Write the entries out again exactly; any picture among them gets left out.

======== Source material ========

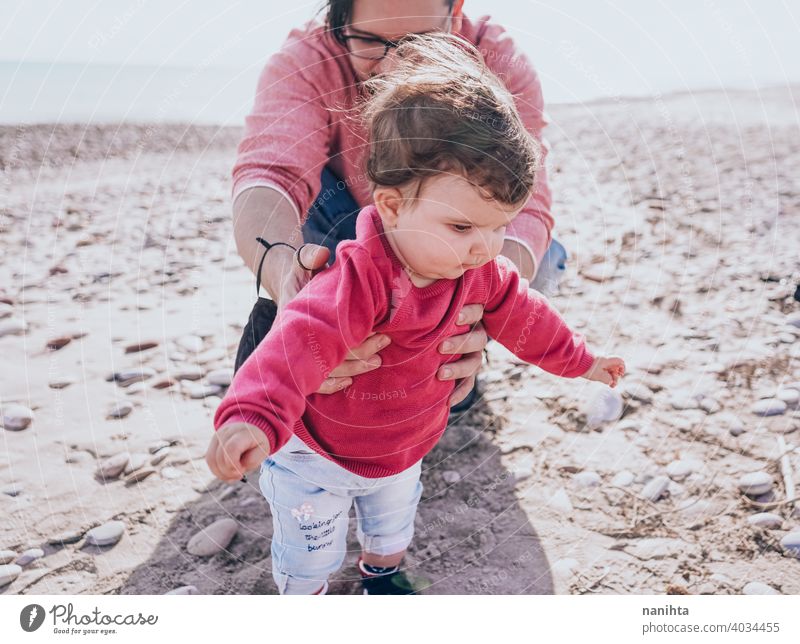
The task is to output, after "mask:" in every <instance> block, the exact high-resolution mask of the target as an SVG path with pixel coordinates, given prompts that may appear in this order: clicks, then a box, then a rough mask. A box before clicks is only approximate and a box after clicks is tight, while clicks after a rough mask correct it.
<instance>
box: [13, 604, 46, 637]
mask: <svg viewBox="0 0 800 644" xmlns="http://www.w3.org/2000/svg"><path fill="white" fill-rule="evenodd" d="M43 623H44V608H42V607H41V606H39V604H28V605H27V606H26V607H25V608H23V609H22V612H21V613H20V614H19V625H20V626H22V630H23V631H26V632H28V633H33V631H35V630H36V629H37V628H39V627H40V626H41V625H42V624H43Z"/></svg>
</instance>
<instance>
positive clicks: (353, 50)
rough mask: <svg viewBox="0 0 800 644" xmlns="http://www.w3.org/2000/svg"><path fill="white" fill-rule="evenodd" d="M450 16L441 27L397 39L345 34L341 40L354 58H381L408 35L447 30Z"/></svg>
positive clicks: (438, 31)
mask: <svg viewBox="0 0 800 644" xmlns="http://www.w3.org/2000/svg"><path fill="white" fill-rule="evenodd" d="M452 18H453V16H452V15H448V16H447V22H446V23H445V25H444V26H443V28H441V29H431V30H430V31H420V32H415V33H412V34H408V36H404V37H403V38H400V39H399V40H385V39H384V38H380V37H378V36H351V35H347V34H345V35H343V36H342V40H343V41H344V45H345V47H347V51H349V52H350V53H351V54H352V55H353V56H355V57H356V58H361V59H362V60H381V59H382V58H384V57H385V56H386V55H387V54H388V53H389V50H390V49H394V48H395V47H399V46H400V44H401V43H402V42H403V41H404V40H406V39H407V38H408V37H409V36H419V35H422V34H431V33H436V32H439V31H445V32H449V31H450V27H451V26H452V24H453V23H452Z"/></svg>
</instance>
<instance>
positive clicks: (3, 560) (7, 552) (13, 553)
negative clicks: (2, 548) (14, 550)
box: [0, 550, 17, 566]
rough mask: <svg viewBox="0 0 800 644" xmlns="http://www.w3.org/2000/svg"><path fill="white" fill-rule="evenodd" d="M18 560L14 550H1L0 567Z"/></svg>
mask: <svg viewBox="0 0 800 644" xmlns="http://www.w3.org/2000/svg"><path fill="white" fill-rule="evenodd" d="M16 558H17V553H16V552H14V551H13V550H0V566H2V565H3V564H7V563H11V562H12V561H14V559H16Z"/></svg>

========

Answer section =>
The task is to output, after "mask:" in every <instance> block, the exact high-resolution mask of the target as an SVG path with pixel coordinates, given prompts that may appear in this order: clicks, then a box, then a rough mask. A box before clicks is only approximate and a box after clicks is tight, while clicks after a rough mask correct it.
<instance>
box: [13, 604, 46, 637]
mask: <svg viewBox="0 0 800 644" xmlns="http://www.w3.org/2000/svg"><path fill="white" fill-rule="evenodd" d="M43 623H44V608H42V607H41V606H39V604H28V605H27V606H26V607H25V608H23V609H22V612H21V613H20V614H19V625H20V626H22V630H23V631H26V632H28V633H33V631H35V630H36V629H37V628H39V627H40V626H41V625H42V624H43Z"/></svg>
</instance>
<instance>
positive clicks: (353, 50)
rough mask: <svg viewBox="0 0 800 644" xmlns="http://www.w3.org/2000/svg"><path fill="white" fill-rule="evenodd" d="M450 16L441 27L397 39L345 34L341 40L354 58H381L408 35L447 30Z"/></svg>
positive clicks: (438, 31)
mask: <svg viewBox="0 0 800 644" xmlns="http://www.w3.org/2000/svg"><path fill="white" fill-rule="evenodd" d="M452 18H453V16H452V15H448V16H447V22H446V23H445V25H444V26H443V28H441V29H431V30H430V31H420V32H415V33H412V34H408V36H404V37H403V38H400V39H399V40H385V39H384V38H380V37H378V36H351V35H347V34H345V35H343V36H342V40H343V41H344V45H345V47H347V51H349V52H350V53H351V54H352V55H353V56H355V57H356V58H361V59H362V60H381V59H382V58H384V57H385V56H386V55H387V54H388V53H389V50H390V49H394V48H395V47H399V46H400V44H401V43H402V42H403V41H404V40H406V39H407V38H408V37H409V36H419V35H422V34H431V33H436V32H439V31H445V32H449V31H450V27H451V26H452V24H453V23H452Z"/></svg>
</instance>
<instance>
positive clicks: (3, 560) (7, 552) (13, 553)
negative clicks: (2, 548) (14, 550)
box: [0, 550, 17, 566]
rough mask: <svg viewBox="0 0 800 644" xmlns="http://www.w3.org/2000/svg"><path fill="white" fill-rule="evenodd" d="M18 560L14 550H1L0 567Z"/></svg>
mask: <svg viewBox="0 0 800 644" xmlns="http://www.w3.org/2000/svg"><path fill="white" fill-rule="evenodd" d="M16 558H17V553H16V552H14V551H13V550H0V566H2V565H3V564H7V563H11V562H12V561H14V559H16Z"/></svg>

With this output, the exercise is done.